■ TEXT EXCERPT:
○ ○ ○ ○ ○ ○ ○

A single example illustrates the challenge. Hydrogen cyanide (HCN) is on nearly every list of prebiotically plausible precursors for biomolecules. It is seen in planet-forming dust clouds. It is observed in the atmospheres of gas giant planets in our Solar System. It was made by Stanley Miller by electrical discharge through mixtures of methane (CH4), ammonia (NH3), and water (H2O). These are touchstones of “prebiotic plausibility”. HCN, as well as cyanamide (H2NCN), cyanogen (NCCN), and cyanoacetylene (HCCCN), are easy precursors of the nucleobases seen in RNA (including adenine), allowing these molecules to also appear on these lists.
Unfortunately, current theory holds that Earth’s native atmosphere was more oxidizing than the Miller atmosphere. Carbon was more likely present as carbon dioxide (CO2), not methane. Nitrogen was more likely present as dinitrogen (N2), not ammonia. This model is supported by detailed studies of rocks surviving from that time8. More unfortunately, such atmospheres are very bad sources of HCN, HCCCN, and the other reduced molecules on these lists of prebiotically plausible compounds, including those in popular models for the prebiotic synthesis of adenine. Thus, the prebiotic plausibility of HCN, the other molecules, and adenine long ago vanished as Earth-made species, even though literature too voluminous to cite here continues to assume otherwise.
This creates a paradox. If one premises that life originated via an RNA-First prebiotic process that used adenine as a precursor and that adenine was formed from HCN from a Hadean terran atmosphere, then the premises that view HCN as an impossible product of our early atmosphere force the conclusion that life could not have originated on Earth. An unacceptable conclusion follows by the force of logic from seemingly acceptable premises.

○ ○ ○ ○ ○ ○ ○

■ ASSIGNED TASK:
Continue the passage on hydrogen cyanide and the origin-of-life paradox, picking up right after its final sentence.

■ GIVEN DATA:

○ ○ ○ ○ ○ ○ ○

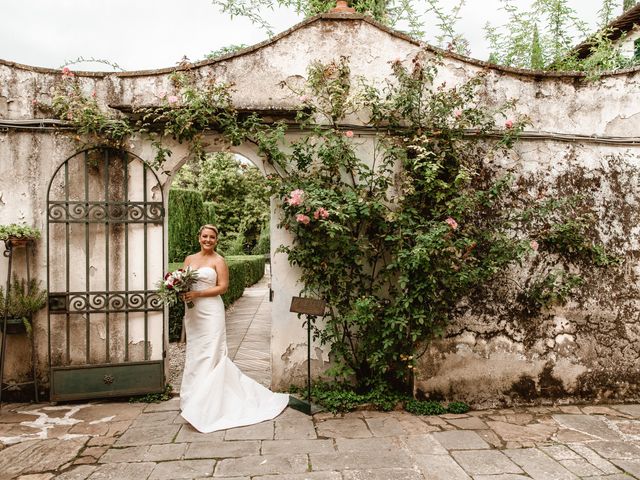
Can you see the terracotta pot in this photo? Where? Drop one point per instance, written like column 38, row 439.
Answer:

○ ○ ○ ○ ○ ○ ○

■ RESULT:
Ironically, after throwing all that criticism at his colleagues for pushing just-so stories with no evidence, the author then uses global heavy metal dispersion patterns to make a case for a collision between the Earth and a moon-sized object that happens to have had the composition, size, angle, force, fragmentation pattern, and timing to facilitate the spread of certain elements that create an extraordinary environment. One that counteracts the effects of Earth’s atmosphere and enables the natural formation of molecular precursors required to form a particular amino acid that is necessary for the RNA world to be “prebiotically possible”. Talk about the kettle calling the pot black.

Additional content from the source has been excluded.